DATASET ENTRIES:
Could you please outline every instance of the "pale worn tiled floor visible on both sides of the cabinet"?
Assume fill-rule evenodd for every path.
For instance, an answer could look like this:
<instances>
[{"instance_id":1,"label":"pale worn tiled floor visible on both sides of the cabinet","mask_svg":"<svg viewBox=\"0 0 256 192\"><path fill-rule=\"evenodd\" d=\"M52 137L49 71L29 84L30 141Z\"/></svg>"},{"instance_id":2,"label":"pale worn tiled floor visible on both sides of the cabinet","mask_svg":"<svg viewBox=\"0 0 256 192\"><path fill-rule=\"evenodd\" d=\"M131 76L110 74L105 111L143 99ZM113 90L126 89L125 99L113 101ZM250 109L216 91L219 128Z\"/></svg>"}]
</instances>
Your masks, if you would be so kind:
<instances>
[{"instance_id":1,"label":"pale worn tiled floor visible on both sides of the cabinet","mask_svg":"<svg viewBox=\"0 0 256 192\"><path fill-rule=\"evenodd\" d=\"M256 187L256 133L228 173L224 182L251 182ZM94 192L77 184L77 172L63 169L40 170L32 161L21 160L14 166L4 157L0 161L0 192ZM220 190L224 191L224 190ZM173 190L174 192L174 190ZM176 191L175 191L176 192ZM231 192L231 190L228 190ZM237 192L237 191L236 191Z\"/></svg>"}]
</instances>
* * *
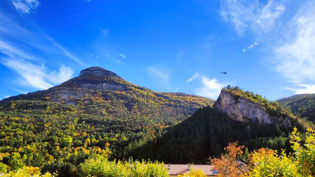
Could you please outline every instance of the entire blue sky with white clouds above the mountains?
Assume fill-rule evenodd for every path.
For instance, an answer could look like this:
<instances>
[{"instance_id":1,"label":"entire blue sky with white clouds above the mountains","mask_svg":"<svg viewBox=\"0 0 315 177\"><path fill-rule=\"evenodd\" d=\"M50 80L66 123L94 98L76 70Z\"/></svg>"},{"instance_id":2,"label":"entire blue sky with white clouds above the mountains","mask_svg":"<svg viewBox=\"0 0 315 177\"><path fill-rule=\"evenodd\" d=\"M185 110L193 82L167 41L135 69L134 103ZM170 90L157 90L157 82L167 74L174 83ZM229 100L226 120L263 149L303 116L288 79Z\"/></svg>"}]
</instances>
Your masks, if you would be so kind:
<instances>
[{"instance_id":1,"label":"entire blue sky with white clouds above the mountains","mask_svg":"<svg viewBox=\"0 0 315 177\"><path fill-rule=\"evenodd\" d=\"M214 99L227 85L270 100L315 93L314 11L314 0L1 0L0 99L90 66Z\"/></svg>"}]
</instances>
--
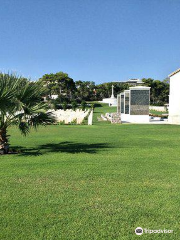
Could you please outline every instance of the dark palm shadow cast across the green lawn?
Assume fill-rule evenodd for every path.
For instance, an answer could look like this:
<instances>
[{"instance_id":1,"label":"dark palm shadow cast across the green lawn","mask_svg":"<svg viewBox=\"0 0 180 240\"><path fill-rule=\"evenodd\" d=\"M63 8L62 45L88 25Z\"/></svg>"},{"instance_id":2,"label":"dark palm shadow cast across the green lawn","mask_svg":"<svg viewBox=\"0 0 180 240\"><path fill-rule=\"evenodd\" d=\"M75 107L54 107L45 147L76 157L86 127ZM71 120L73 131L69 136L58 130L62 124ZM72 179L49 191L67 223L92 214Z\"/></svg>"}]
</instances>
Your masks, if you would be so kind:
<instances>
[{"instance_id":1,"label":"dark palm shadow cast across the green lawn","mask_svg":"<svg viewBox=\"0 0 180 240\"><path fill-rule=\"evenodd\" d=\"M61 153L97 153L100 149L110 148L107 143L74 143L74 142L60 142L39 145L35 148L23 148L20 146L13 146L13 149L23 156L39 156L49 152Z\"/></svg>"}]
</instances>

ACTIVITY:
Using the word "please" as the filter, copy each matching line from the material.

WRITTEN ANSWER:
Could you please outline every instance of the "pale worn tiled floor visible on both sides of the cabinet"?
Could you please outline every instance of the entire blue sky with white clouds above the mountains?
Could you please outline every instance of the dark palm shadow cast across the green lawn?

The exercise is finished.